** Start STORED RECORDS **
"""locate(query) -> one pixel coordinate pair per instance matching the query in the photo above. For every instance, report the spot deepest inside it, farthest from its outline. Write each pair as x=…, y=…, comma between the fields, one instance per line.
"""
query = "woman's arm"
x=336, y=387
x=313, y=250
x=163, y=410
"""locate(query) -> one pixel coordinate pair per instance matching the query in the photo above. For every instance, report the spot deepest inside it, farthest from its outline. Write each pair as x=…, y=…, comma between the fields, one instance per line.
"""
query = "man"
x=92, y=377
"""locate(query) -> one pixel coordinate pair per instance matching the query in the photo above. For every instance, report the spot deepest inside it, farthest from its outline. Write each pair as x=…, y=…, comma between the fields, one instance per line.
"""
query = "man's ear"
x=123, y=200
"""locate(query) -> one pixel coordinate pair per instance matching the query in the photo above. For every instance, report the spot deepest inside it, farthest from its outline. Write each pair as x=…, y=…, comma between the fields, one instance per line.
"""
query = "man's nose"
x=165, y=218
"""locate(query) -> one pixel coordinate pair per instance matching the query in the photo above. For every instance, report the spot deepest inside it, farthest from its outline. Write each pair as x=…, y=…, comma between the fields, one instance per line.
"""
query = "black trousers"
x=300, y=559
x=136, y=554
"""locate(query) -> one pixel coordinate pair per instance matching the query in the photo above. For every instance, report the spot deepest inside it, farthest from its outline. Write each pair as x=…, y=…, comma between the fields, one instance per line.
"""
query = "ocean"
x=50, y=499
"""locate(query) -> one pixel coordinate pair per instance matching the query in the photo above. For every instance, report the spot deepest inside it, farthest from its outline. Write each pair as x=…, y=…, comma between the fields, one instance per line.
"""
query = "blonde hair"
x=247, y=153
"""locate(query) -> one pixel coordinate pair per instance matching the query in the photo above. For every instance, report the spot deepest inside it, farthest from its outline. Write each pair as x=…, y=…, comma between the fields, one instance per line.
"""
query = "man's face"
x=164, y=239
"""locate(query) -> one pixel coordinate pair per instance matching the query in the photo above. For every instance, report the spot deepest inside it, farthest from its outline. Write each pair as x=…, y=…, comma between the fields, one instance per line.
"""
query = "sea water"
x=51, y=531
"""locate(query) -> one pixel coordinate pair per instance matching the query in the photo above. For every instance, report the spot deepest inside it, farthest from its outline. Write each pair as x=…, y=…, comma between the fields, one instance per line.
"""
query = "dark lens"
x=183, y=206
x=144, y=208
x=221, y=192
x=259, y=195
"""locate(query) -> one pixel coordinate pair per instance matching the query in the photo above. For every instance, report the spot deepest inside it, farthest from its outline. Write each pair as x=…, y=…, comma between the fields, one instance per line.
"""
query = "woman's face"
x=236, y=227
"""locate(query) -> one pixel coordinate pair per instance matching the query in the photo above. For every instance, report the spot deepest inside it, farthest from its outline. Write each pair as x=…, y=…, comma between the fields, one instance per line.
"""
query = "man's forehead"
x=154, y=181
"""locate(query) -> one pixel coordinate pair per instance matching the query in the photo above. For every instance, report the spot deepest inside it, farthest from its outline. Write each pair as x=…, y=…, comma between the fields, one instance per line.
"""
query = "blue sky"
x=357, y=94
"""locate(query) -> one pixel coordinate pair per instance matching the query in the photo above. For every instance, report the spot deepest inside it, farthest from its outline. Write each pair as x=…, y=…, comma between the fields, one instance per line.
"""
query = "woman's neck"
** End STORED RECORDS **
• [TASK PROMPT] Starting at the first of the items and ending at the line that contains "x=313, y=250", rewrite those lines with "woman's arm" changed to "woman's hand" and everything else kept the same.

• [EXERCISE OUTPUT]
"""locate(query) -> one pixel coordinate pair per instance matching the query in the photo above. For every instance, report the spot deepest inside it, farthest from its outline. Write each pair as x=…, y=…, comma between the fields, one instance per line.
"""
query = "woman's hand"
x=336, y=387
x=313, y=250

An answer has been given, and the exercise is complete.